Tugas Latihan 1:
Tuliskan sebagai daftar JSON berisi string, satu string per baris, baris-baris catatan mulai dari baris yang memuat "Each instance receives one point. Mark the mock" sampai baris terakhir catatan. Baris kosong dilewati.

========================

Rabu, 04 Maret 2009

Akreditasi, Kebutuhan Setiap Perguruan Tinggi Swasta


AMINUDDIN SALLE. Dunia pendidikan di Indonesia masih di bawah standar dibanding negara lain di dunia. Berbagai fasilitas di lembaga perguruan tinggi juga masih jauh dari harapan untuk mendukung peningkatan sumber daya pendidikan kita. Belum lagi program studi yang terakreditasi di PTS yang masih berkisar 15 persen, khususnya di wilayah Kopertis Wilayah IX. Tentunya, ini sangat berpengaruh kepada luaran perguruan tinggi untuk diterima di dunia kerja.

---------------

Akreditasi, Kebutuhan Setiap Perguruan Tinggi Swasta

Oleh: Prof Dr H Aminuddin Salle SH MH
(Koordinator Kopertis Wilayah IX Sulawesi)

Harian "Fajar", Makassar
2 Mei 2008
(cetak.fajar.co.id)

Dunia pendidikan di Indonesia masih di bawah standar dibanding negara lain di dunia. Berbagai fasilitas di lembaga perguruan tinggi juga masih jauh dari harapan untuk mendukung peningkatan sumber daya pendidikan kita. Belum lagi program studi yang terakreditasi di PTS yang masih berkisar 15 persen, khususnya di wilayah Kopertis Wilayah IX. Tentunya, ini sangat berpengaruh kepada luaran perguruan tinggi untuk diterima di dunia kerja.

========================

Tugas Latihan 2:
Jawab pertanyaan berikut dari artikel tentang akreditasi perguruan tinggi swasta:
(a) Berapa persen program studi di PTS yang sudah terakreditasi?
(b) Di harian apa artikel ini dimuat?
(c) Apa jabatan penulis artikel ini?

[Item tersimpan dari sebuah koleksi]

========================

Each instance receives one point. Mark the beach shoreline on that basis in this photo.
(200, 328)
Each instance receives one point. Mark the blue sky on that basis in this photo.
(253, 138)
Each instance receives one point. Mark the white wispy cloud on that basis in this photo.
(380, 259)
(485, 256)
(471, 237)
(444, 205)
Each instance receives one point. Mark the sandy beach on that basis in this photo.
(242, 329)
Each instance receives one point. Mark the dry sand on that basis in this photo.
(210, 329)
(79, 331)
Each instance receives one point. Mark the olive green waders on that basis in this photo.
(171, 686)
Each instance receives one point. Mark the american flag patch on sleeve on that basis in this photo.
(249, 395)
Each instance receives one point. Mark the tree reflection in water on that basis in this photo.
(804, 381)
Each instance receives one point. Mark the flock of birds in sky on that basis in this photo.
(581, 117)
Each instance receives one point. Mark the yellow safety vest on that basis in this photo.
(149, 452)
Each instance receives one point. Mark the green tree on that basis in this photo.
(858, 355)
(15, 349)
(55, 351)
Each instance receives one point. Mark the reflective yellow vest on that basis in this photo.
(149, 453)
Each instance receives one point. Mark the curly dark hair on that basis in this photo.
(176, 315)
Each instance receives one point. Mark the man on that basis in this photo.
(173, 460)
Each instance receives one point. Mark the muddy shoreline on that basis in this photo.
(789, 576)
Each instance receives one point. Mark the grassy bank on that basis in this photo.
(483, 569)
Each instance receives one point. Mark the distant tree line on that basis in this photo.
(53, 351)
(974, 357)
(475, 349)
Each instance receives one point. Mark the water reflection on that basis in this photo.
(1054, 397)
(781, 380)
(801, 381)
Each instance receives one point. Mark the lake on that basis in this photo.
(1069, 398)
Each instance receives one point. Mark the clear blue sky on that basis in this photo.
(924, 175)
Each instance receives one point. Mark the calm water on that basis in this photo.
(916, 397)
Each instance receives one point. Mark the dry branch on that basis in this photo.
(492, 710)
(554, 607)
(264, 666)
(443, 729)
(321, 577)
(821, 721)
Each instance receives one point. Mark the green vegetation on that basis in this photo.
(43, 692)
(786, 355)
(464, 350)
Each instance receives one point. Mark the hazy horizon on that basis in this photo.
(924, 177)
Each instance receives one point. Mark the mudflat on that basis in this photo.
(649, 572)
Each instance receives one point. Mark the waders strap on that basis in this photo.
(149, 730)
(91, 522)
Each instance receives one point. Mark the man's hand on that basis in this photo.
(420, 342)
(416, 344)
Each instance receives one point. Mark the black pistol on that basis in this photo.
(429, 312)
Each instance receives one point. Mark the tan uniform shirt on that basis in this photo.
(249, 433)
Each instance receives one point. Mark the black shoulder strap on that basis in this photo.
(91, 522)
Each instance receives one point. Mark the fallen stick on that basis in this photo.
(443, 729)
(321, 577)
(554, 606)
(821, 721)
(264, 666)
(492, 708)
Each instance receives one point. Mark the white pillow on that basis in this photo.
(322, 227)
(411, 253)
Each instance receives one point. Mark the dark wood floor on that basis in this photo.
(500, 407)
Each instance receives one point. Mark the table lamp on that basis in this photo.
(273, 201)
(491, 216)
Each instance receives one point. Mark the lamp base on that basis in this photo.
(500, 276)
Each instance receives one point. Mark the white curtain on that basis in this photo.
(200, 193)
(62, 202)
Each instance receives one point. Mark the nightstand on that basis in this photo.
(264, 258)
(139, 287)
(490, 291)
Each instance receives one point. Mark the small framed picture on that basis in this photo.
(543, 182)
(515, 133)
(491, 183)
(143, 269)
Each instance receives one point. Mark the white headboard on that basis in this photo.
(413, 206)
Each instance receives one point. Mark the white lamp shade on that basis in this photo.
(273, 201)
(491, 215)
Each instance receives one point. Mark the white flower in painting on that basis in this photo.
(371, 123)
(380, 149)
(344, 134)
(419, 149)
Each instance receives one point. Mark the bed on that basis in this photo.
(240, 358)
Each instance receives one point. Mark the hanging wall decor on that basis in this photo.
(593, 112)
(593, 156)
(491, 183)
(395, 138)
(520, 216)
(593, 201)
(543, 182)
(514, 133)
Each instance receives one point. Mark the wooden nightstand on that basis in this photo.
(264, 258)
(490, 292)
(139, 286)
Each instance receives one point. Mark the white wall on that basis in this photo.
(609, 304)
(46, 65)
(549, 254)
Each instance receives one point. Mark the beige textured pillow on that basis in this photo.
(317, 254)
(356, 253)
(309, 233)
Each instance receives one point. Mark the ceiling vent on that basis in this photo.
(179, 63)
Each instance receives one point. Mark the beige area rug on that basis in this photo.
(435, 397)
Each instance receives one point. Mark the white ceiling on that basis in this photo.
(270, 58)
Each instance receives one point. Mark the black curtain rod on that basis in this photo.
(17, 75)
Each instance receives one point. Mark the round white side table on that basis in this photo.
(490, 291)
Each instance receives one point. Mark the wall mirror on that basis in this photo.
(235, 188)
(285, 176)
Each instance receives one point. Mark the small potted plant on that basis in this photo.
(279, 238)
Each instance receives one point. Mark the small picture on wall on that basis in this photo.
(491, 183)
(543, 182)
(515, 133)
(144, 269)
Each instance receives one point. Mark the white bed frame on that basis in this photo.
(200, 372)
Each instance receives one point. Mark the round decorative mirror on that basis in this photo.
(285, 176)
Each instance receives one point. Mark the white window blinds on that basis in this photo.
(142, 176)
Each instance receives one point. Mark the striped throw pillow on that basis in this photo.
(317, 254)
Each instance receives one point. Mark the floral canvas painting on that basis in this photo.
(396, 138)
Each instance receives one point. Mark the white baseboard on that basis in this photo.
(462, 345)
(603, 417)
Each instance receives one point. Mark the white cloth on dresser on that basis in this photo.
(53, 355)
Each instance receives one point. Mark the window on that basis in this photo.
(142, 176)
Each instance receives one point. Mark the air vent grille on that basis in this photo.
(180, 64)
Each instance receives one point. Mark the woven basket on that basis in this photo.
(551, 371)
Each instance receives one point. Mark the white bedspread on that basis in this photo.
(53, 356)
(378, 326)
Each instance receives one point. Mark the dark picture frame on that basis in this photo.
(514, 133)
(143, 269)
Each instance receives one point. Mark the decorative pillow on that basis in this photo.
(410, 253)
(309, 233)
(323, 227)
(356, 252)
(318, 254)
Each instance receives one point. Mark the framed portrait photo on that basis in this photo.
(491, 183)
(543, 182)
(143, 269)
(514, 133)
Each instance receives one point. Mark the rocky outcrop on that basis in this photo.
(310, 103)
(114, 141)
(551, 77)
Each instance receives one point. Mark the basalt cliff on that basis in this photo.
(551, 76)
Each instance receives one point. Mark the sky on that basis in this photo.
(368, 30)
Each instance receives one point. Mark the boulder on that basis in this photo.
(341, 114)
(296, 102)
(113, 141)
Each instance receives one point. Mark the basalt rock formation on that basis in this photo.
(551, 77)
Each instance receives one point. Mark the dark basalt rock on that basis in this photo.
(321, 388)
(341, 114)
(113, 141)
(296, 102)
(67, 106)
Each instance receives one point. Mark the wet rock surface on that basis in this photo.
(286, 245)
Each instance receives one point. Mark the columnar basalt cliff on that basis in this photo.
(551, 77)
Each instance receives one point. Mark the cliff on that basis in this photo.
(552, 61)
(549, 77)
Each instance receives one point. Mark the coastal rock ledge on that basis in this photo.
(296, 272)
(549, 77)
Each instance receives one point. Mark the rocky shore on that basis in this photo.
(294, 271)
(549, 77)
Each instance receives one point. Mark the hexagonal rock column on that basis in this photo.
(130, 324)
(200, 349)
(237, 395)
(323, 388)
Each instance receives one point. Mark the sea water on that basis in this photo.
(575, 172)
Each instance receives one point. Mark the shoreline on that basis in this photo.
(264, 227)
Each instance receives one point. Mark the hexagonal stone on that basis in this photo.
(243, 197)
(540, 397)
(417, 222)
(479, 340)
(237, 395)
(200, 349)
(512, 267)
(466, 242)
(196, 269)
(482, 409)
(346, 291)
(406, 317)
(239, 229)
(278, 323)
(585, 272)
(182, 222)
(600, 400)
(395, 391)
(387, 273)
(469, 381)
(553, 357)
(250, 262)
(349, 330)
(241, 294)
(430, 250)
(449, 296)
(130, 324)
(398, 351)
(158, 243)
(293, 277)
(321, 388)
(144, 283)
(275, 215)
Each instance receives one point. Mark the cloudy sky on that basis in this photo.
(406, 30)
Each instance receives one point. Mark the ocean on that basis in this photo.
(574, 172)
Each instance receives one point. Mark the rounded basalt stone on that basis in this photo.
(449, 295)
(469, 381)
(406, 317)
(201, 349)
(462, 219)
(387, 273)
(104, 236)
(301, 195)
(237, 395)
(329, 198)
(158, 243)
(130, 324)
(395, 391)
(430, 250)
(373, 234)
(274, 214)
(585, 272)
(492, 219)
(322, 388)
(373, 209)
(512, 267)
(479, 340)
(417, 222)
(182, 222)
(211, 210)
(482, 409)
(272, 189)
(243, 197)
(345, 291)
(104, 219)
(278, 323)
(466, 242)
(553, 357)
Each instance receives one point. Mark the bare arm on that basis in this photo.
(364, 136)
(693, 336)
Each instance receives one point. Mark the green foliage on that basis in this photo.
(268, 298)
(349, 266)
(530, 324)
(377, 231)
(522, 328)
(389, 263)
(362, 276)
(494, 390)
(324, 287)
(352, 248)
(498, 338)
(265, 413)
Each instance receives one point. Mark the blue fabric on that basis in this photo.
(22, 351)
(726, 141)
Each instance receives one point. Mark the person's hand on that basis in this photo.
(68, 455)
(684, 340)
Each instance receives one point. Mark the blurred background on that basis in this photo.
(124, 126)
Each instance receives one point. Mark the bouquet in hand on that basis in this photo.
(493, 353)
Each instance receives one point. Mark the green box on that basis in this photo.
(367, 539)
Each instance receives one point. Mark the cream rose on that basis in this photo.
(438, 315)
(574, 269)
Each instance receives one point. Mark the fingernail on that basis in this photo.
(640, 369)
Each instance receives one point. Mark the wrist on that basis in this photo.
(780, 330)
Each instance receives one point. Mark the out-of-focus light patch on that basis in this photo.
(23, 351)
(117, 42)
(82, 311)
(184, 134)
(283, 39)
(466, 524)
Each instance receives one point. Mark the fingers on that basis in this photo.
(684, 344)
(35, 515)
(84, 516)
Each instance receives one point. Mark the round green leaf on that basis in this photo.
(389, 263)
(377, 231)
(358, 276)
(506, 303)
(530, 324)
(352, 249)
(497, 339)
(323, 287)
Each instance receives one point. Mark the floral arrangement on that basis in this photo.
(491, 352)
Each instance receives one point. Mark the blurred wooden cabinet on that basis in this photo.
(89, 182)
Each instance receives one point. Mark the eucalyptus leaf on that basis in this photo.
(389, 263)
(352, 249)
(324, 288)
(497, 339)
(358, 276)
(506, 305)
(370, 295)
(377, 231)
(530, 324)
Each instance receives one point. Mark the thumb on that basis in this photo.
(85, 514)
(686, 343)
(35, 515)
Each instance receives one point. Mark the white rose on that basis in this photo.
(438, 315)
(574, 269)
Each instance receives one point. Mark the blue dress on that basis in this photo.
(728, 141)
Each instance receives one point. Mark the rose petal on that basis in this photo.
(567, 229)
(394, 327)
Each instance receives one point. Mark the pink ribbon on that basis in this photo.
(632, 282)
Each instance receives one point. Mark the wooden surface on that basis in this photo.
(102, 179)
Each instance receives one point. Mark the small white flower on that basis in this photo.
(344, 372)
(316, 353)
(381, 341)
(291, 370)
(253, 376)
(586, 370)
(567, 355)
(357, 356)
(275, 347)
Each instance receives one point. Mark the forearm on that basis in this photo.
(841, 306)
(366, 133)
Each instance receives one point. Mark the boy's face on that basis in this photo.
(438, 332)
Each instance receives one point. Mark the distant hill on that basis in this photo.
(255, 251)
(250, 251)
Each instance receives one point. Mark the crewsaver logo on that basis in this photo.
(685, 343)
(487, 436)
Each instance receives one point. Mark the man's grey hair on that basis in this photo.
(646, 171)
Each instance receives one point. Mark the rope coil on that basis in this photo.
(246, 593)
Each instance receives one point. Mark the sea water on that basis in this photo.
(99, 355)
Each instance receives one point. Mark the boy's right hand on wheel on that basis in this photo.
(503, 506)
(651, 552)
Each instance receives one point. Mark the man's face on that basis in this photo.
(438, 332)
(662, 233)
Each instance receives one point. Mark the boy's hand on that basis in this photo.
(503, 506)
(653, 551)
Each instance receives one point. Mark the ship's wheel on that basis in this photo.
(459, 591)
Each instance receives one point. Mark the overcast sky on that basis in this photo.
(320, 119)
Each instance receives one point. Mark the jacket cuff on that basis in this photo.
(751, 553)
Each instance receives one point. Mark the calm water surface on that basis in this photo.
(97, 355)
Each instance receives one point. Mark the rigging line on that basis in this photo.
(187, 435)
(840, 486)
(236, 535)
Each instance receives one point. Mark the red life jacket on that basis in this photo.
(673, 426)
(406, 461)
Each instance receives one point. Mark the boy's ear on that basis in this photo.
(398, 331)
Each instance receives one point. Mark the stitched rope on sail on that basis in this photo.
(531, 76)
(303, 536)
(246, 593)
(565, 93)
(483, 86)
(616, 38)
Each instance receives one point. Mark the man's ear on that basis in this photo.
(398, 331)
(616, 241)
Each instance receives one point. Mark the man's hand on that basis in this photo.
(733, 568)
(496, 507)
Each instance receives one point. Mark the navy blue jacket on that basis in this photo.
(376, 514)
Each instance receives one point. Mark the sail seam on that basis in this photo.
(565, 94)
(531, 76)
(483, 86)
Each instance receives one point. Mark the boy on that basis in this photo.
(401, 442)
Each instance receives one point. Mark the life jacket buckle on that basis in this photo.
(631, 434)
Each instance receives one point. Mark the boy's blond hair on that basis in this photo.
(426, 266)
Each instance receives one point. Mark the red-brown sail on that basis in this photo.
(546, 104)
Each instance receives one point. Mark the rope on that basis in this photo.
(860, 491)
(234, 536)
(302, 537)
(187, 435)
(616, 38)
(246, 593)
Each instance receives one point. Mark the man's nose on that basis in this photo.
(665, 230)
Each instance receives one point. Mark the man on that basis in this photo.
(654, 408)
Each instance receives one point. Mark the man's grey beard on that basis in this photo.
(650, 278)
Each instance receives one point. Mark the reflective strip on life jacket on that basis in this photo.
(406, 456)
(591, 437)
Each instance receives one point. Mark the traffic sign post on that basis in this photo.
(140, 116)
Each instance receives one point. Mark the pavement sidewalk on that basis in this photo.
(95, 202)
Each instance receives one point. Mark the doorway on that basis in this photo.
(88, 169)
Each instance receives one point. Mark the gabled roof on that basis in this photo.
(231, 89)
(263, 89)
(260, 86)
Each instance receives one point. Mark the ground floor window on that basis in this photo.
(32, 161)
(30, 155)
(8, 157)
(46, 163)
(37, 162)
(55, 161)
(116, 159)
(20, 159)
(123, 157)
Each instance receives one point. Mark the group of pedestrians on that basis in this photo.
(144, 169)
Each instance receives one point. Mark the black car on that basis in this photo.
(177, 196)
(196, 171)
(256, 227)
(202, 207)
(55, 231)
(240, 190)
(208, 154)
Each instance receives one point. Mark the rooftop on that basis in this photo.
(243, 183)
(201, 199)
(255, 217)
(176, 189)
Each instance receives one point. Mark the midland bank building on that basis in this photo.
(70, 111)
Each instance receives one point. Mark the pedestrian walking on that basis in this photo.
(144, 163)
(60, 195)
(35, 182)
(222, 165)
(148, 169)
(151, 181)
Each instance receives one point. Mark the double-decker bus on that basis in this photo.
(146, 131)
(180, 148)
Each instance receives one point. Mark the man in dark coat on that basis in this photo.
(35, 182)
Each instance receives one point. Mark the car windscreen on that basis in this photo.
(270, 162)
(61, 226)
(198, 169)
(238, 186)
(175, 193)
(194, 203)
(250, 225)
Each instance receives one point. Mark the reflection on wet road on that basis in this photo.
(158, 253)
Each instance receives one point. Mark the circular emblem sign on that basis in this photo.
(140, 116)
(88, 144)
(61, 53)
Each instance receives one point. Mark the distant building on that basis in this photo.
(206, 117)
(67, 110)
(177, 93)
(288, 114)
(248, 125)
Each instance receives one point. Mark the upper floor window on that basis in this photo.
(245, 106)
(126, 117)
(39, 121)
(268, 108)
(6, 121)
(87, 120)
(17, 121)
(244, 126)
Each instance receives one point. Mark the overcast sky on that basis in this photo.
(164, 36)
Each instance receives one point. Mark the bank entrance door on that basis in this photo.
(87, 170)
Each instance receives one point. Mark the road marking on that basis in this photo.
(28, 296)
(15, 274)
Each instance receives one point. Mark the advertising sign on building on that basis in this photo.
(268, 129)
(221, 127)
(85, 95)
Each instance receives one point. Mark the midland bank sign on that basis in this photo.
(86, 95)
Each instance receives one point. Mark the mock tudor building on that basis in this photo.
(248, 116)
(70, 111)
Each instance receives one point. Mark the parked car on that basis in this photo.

========================

Jawaban Benar 1:
[
  "Each instance receives one point. Mark the mock tudor building on that basis in this photo.",
  "(248, 116)",
  "(70, 111)",
  "Each instance receives one point. Mark the parked car on that basis in this photo."
]

Jawaban Benar 2:
(a) Sekitar 15 persen, khususnya di wilayah Kopertis Wilayah IX.
(b) Harian "Fajar", Makassar.
(c) Koordinator Kopertis Wilayah IX Sulawesi.